Written problem:
Only the lines from the line holding "Draw the outline of every instance of the small" through the final line of the entries below are to be returned, exactly as they stand.

Dataset extract:
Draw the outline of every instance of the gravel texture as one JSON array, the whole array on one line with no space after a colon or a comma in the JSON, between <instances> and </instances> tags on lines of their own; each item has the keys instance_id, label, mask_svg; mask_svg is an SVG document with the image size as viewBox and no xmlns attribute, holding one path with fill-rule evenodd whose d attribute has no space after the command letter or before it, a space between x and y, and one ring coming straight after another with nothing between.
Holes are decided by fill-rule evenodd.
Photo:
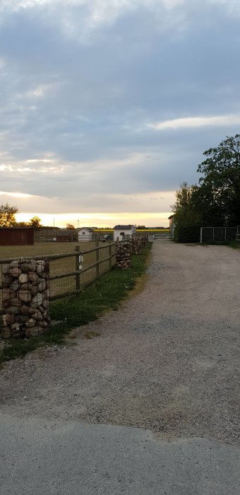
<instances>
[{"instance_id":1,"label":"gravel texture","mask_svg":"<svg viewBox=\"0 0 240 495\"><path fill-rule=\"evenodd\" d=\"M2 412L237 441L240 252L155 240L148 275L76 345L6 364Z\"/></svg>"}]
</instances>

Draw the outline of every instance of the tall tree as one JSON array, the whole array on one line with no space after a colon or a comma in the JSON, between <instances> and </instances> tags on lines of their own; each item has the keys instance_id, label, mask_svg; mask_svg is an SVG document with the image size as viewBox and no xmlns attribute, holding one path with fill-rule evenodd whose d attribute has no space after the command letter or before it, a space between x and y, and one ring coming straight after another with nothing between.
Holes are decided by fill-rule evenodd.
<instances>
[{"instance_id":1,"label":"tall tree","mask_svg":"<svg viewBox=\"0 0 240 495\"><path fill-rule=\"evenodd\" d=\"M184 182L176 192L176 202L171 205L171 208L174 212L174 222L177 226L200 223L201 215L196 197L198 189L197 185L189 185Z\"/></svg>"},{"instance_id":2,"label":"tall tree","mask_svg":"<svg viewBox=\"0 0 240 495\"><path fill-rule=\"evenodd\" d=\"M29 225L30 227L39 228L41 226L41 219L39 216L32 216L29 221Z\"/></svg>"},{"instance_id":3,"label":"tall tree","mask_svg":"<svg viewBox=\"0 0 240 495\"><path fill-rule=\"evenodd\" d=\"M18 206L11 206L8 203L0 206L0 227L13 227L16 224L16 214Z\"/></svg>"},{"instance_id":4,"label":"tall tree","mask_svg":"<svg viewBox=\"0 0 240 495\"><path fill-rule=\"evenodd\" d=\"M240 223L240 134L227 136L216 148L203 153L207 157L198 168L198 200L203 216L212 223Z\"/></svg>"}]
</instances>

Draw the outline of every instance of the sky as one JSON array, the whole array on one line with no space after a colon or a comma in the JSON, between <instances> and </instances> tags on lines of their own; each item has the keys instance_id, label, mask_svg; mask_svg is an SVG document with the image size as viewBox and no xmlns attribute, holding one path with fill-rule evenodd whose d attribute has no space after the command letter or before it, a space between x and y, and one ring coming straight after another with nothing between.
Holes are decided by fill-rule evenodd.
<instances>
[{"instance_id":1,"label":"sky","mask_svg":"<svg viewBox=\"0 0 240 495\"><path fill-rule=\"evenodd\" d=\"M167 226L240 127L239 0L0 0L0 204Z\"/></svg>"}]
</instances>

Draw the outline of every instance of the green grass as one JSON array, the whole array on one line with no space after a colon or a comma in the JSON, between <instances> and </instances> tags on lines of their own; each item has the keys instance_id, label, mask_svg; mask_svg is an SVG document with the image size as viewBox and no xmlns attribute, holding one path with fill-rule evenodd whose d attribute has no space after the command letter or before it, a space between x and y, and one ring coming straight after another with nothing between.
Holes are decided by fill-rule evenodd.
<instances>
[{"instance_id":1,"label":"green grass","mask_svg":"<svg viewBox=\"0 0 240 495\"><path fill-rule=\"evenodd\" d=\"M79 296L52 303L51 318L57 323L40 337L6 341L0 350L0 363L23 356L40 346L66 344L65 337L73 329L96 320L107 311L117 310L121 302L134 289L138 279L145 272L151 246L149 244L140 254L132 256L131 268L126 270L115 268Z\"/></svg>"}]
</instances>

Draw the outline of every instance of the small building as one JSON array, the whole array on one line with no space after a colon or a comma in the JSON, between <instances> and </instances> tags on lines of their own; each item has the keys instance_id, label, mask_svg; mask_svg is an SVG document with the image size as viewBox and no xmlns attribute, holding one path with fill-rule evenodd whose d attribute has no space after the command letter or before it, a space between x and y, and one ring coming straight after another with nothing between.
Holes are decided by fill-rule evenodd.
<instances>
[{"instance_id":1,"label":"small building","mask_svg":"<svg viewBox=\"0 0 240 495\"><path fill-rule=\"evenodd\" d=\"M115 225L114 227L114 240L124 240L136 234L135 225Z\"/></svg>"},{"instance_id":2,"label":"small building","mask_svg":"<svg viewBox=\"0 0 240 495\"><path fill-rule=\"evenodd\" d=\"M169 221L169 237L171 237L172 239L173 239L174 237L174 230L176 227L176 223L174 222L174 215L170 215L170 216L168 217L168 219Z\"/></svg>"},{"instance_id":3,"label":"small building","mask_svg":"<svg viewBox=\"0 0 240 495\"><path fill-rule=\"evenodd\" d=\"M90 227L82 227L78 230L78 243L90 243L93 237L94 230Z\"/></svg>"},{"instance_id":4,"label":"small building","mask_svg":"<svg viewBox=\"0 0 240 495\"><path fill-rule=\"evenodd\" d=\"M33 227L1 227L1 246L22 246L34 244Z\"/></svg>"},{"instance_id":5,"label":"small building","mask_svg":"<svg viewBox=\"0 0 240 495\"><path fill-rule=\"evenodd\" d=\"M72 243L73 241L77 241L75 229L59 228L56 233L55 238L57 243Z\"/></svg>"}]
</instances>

Solution for this problem:
Draw the outline of every instance of the small building as one JSON array, the whole array on one line with no space after a colon or a comma in the JSON, between <instances> and </instances> tags on lines of their own; each item has the keys instance_id, label, mask_svg; mask_svg is an SVG document with the image size as viewBox and no xmlns attribute, holding one path with fill-rule evenodd whose d attribute has no space after the command letter or before it, a space between x and y, and one ring coming straight after another with nothing between.
Holes are decided by fill-rule evenodd.
<instances>
[{"instance_id":1,"label":"small building","mask_svg":"<svg viewBox=\"0 0 240 495\"><path fill-rule=\"evenodd\" d=\"M115 225L114 227L114 240L124 240L136 234L135 225Z\"/></svg>"},{"instance_id":2,"label":"small building","mask_svg":"<svg viewBox=\"0 0 240 495\"><path fill-rule=\"evenodd\" d=\"M169 221L169 237L171 237L172 239L173 239L174 237L174 230L176 227L176 223L174 222L174 215L170 215L170 216L168 217L168 219Z\"/></svg>"},{"instance_id":3,"label":"small building","mask_svg":"<svg viewBox=\"0 0 240 495\"><path fill-rule=\"evenodd\" d=\"M90 227L82 227L78 230L78 243L90 243L93 237L94 230Z\"/></svg>"},{"instance_id":4,"label":"small building","mask_svg":"<svg viewBox=\"0 0 240 495\"><path fill-rule=\"evenodd\" d=\"M33 227L1 227L1 246L22 246L34 244Z\"/></svg>"},{"instance_id":5,"label":"small building","mask_svg":"<svg viewBox=\"0 0 240 495\"><path fill-rule=\"evenodd\" d=\"M72 243L73 241L77 241L75 229L59 228L56 233L55 238L57 243Z\"/></svg>"}]
</instances>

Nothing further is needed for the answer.